(Beginning of Data under study)

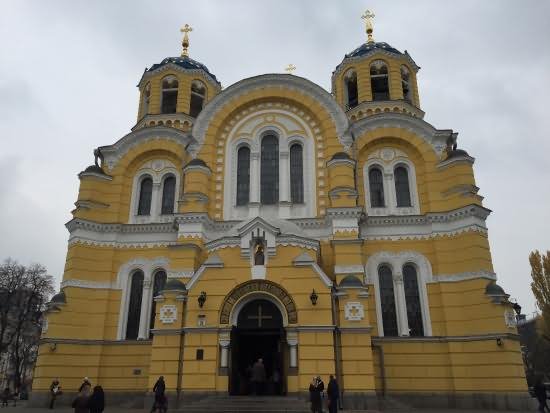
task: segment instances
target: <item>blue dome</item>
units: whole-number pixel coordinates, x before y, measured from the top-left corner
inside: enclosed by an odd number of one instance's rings
[[[188,56],[181,56],[181,57],[167,57],[166,59],[164,59],[162,62],[160,63],[156,63],[154,64],[153,66],[151,66],[149,69],[146,69],[145,71],[146,72],[152,72],[154,70],[157,70],[158,68],[164,66],[164,65],[167,65],[169,63],[172,63],[172,64],[175,64],[183,69],[190,69],[190,70],[203,70],[208,76],[210,76],[210,78],[220,84],[220,82],[218,82],[218,79],[216,79],[216,76],[214,76],[209,70],[208,68],[203,65],[202,63],[200,62],[197,62],[196,60],[193,60],[191,59],[190,57]]]
[[[346,54],[344,56],[344,60],[342,60],[342,63],[336,66],[335,71],[338,70],[338,68],[342,66],[342,64],[347,59],[361,57],[361,56],[368,56],[376,52],[387,52],[387,53],[394,54],[396,56],[405,56],[407,59],[409,59],[410,63],[413,65],[413,68],[415,70],[419,69],[418,65],[411,58],[411,56],[407,53],[406,50],[404,53],[402,53],[399,50],[397,50],[395,47],[390,46],[386,42],[371,42],[371,43],[367,42],[367,43],[363,43],[361,46],[359,46],[357,49],[353,50],[352,52]]]

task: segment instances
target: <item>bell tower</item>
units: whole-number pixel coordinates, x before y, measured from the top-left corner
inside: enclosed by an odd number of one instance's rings
[[[423,117],[416,73],[411,56],[374,39],[375,15],[367,10],[367,41],[344,56],[332,73],[332,93],[351,120],[382,112]]]

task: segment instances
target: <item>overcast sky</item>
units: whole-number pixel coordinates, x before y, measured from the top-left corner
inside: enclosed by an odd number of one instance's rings
[[[22,1],[0,13],[0,259],[40,262],[59,281],[79,181],[93,148],[136,120],[147,66],[190,55],[224,87],[262,73],[330,90],[345,53],[375,39],[408,50],[425,120],[476,158],[499,284],[527,313],[531,250],[550,249],[550,2]]]

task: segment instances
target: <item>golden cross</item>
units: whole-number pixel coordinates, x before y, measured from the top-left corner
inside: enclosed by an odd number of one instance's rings
[[[184,33],[183,35],[183,40],[181,41],[181,46],[183,47],[183,50],[181,52],[181,55],[182,57],[183,56],[189,56],[189,32],[192,32],[193,31],[193,28],[191,26],[189,26],[188,24],[185,24],[185,26],[183,26],[181,29],[180,29],[180,32]]]
[[[296,70],[296,66],[294,66],[292,63],[289,63],[287,67],[285,67],[285,71],[288,72],[289,75],[292,74]]]
[[[372,32],[374,31],[374,27],[372,25],[372,19],[374,19],[374,13],[370,10],[365,11],[365,13],[361,16],[363,20],[365,20],[365,26],[366,26],[366,32],[367,32],[367,41],[369,43],[374,42],[374,37],[372,37]]]

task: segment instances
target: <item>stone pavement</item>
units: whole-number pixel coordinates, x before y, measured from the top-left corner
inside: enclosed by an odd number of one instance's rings
[[[178,410],[178,412],[185,412],[186,409],[183,408],[181,410]],[[408,409],[408,410],[385,410],[385,412],[395,412],[395,413],[401,413],[401,412],[414,412],[414,413],[496,413],[497,410],[456,410],[456,409]],[[534,412],[536,410],[523,410],[523,411],[515,411],[515,413],[527,413],[527,412]],[[45,408],[30,408],[26,407],[25,402],[18,403],[17,407],[12,407],[11,403],[9,407],[0,408],[0,413],[72,413],[73,409],[69,407],[59,407],[55,408],[54,410],[49,410]],[[146,411],[143,409],[123,409],[123,408],[109,408],[107,407],[105,409],[105,413],[145,413]],[[170,410],[169,410],[170,412]],[[176,412],[176,410],[171,410],[171,412]],[[262,410],[262,413],[266,412],[266,410]],[[326,410],[324,410],[326,413]],[[351,410],[340,410],[341,413],[349,413]],[[237,413],[235,411],[235,413]],[[247,412],[252,413],[252,412]],[[353,413],[380,413],[378,410],[354,410]]]

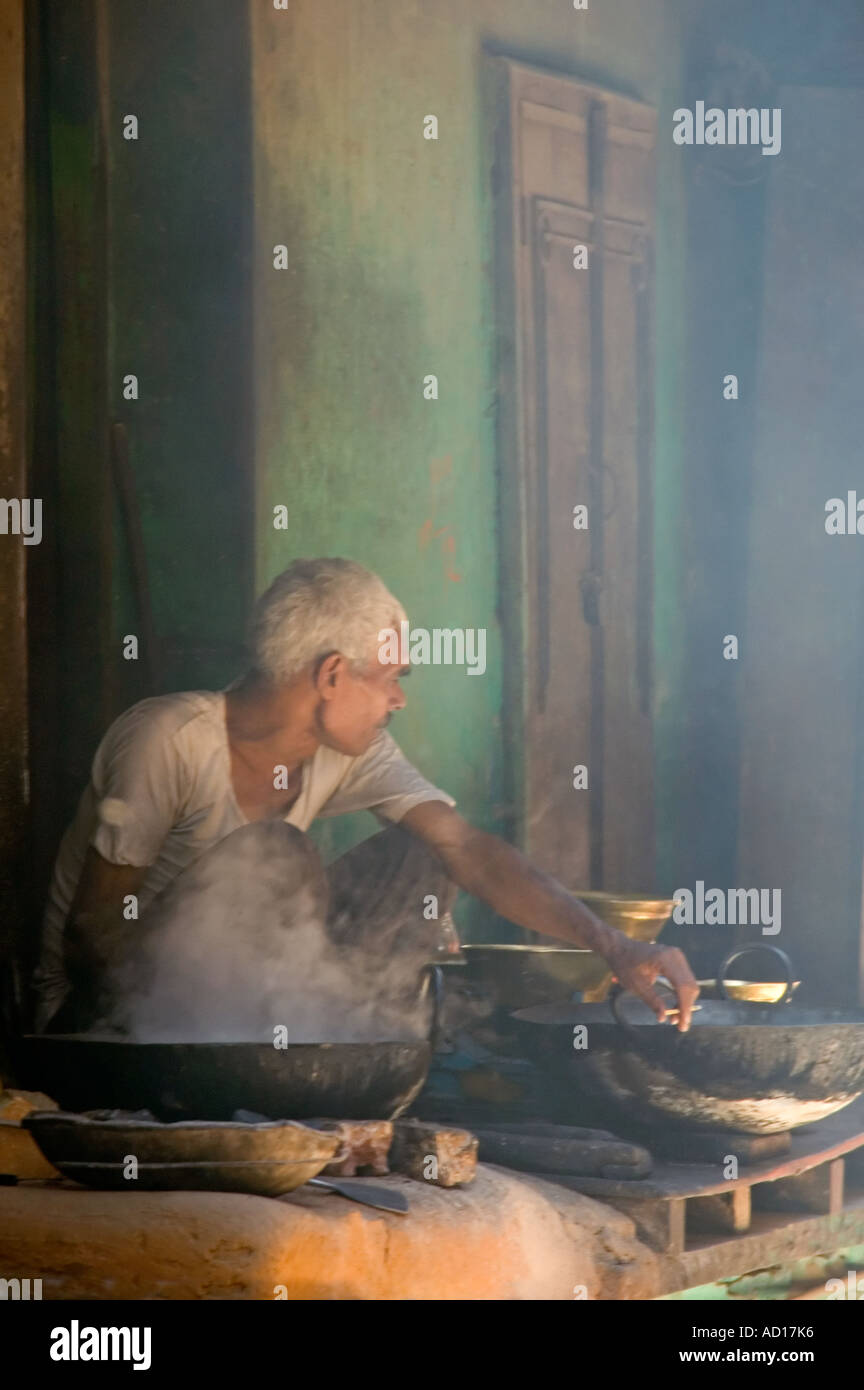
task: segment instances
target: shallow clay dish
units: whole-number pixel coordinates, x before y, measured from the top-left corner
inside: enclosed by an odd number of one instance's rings
[[[65,1177],[127,1191],[199,1188],[276,1196],[316,1177],[341,1142],[338,1133],[294,1120],[160,1124],[37,1110],[23,1123]],[[137,1172],[134,1178],[132,1171]]]

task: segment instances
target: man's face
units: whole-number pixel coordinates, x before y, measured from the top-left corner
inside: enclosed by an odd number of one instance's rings
[[[360,673],[352,671],[344,657],[329,657],[319,676],[321,742],[352,758],[365,753],[394,710],[404,709],[405,692],[399,682],[408,674],[407,666],[382,664],[377,648]]]

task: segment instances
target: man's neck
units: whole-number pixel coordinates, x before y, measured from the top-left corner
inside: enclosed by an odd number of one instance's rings
[[[225,726],[233,748],[256,761],[284,764],[289,772],[320,744],[314,692],[302,681],[274,686],[254,673],[244,676],[225,694]]]

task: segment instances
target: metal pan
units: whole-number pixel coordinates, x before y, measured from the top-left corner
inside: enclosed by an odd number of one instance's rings
[[[667,921],[674,900],[637,893],[573,890],[592,912],[634,941],[654,941]],[[463,946],[469,983],[500,1008],[521,1009],[569,999],[576,990],[592,1001],[606,997],[612,971],[596,951],[573,946]]]
[[[139,1043],[94,1034],[28,1034],[13,1063],[21,1084],[63,1110],[149,1110],[159,1120],[392,1120],[423,1089],[438,1033],[441,970],[431,965],[429,1041]],[[422,997],[422,996],[421,996]]]
[[[864,1092],[860,1010],[708,1001],[679,1033],[620,994],[611,1007],[551,1005],[513,1017],[527,1055],[566,1085],[574,1108],[584,1097],[625,1130],[774,1134]]]
[[[462,954],[469,984],[504,1009],[552,1004],[611,979],[596,951],[567,946],[463,946]]]
[[[800,989],[801,981],[793,980],[791,989],[785,980],[724,980],[725,996],[720,990],[719,980],[699,980],[699,991],[703,999],[740,999],[749,1004],[780,1004],[788,994]]]
[[[786,978],[783,980],[730,980],[727,978],[729,967],[742,956],[752,955],[755,952],[768,953],[779,958]],[[793,980],[792,962],[777,946],[769,946],[767,942],[758,941],[748,946],[741,946],[732,951],[717,972],[716,980],[700,980],[699,990],[705,999],[742,999],[751,1004],[782,1004],[791,999],[796,990],[800,989],[801,981]]]
[[[428,1042],[135,1043],[84,1034],[21,1039],[21,1084],[64,1110],[146,1109],[159,1119],[393,1119],[426,1080]]]

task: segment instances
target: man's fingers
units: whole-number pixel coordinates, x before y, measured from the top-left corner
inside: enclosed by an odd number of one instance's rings
[[[667,1018],[671,1021],[674,1016],[679,1031],[686,1033],[690,1027],[693,1005],[699,998],[699,985],[687,964],[687,957],[677,946],[665,950],[657,946],[633,947],[634,954],[641,952],[645,954],[638,962],[630,964],[626,957],[623,961],[619,960],[618,977],[621,984],[647,1004],[660,1023],[665,1023]],[[654,988],[655,982],[673,991],[676,1008],[671,1008]]]
[[[678,1027],[682,1033],[686,1033],[690,1027],[690,1020],[693,1015],[693,1005],[699,998],[699,986],[696,984],[682,984],[678,987],[678,1003],[681,1008],[681,1018]]]
[[[656,989],[652,987],[650,981],[645,980],[643,982],[642,980],[638,980],[637,977],[637,979],[633,981],[633,984],[630,985],[630,992],[641,999],[643,1004],[648,1005],[652,1013],[656,1014],[658,1022],[666,1022],[667,1006]]]
[[[693,1016],[693,1005],[699,998],[699,986],[693,978],[686,957],[680,951],[676,950],[672,959],[664,963],[663,968],[678,1000],[678,1030],[686,1033]]]
[[[668,1015],[672,1012],[677,1013],[675,1020],[680,1033],[688,1032],[693,1016],[693,1005],[699,998],[699,986],[693,978],[693,974],[687,964],[686,957],[679,951],[669,953],[666,959],[658,962],[660,970],[654,976],[662,984],[674,991],[678,1007],[671,1010],[662,996],[653,988],[648,981],[641,989],[637,988],[636,993],[654,1011],[660,1023],[665,1023]]]

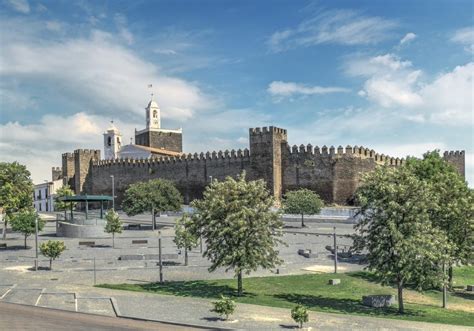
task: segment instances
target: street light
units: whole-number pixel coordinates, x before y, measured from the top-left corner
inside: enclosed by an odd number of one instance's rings
[[[114,175],[110,175],[112,178],[112,209],[115,210],[115,180]]]
[[[35,217],[35,271],[38,271],[38,216]]]

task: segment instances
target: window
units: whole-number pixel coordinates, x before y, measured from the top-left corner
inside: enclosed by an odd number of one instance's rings
[[[40,208],[39,208],[39,209],[40,209],[39,211],[41,211],[41,203],[39,204],[39,207],[40,207]]]
[[[46,201],[46,211],[48,211],[48,201]]]
[[[107,137],[107,146],[112,146],[112,137]]]
[[[48,197],[48,188],[45,188],[45,189],[44,189],[44,197],[45,197],[45,198]]]
[[[38,200],[41,200],[41,190],[38,190]]]
[[[154,117],[154,118],[157,118],[157,117],[158,117],[158,112],[156,111],[156,109],[153,111],[153,117]]]

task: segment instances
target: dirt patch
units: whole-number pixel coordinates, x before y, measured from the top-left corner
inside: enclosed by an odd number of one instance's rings
[[[305,271],[311,271],[311,272],[324,272],[324,273],[328,273],[328,272],[334,272],[334,266],[316,264],[316,265],[312,265],[312,266],[303,268],[303,270],[305,270]],[[347,267],[344,267],[344,266],[337,266],[337,271],[346,272],[346,271],[347,271]]]
[[[6,268],[3,268],[3,270],[7,270],[7,271],[17,271],[17,272],[29,272],[31,270],[31,266],[30,265],[17,265],[17,266],[13,266],[13,267],[6,267]]]

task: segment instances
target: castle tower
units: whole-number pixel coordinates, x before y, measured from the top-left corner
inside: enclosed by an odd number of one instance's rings
[[[287,145],[285,129],[264,127],[249,130],[252,173],[263,178],[268,189],[279,201],[282,194],[282,146]]]
[[[114,121],[111,121],[110,127],[104,132],[104,158],[106,160],[116,159],[121,148],[122,134],[115,127]]]
[[[140,131],[135,129],[135,144],[181,153],[183,151],[183,130],[161,128],[161,111],[158,103],[153,100],[153,94],[145,110],[146,127]]]
[[[161,114],[160,107],[153,100],[153,94],[151,95],[151,100],[148,103],[146,110],[146,128],[147,129],[160,129],[161,128]]]

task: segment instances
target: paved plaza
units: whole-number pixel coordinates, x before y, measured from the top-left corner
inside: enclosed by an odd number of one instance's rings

(End of Data under study)

◆ Exercise goal
The answer must be every line from the records above that contains the word "item", copied out.

◆ Task answer
target: <item>blue dome</item>
target: <item>bell tower</item>
target: <item>overcast sky</item>
target: <item>golden cross</item>
target: <item>stone pavement</item>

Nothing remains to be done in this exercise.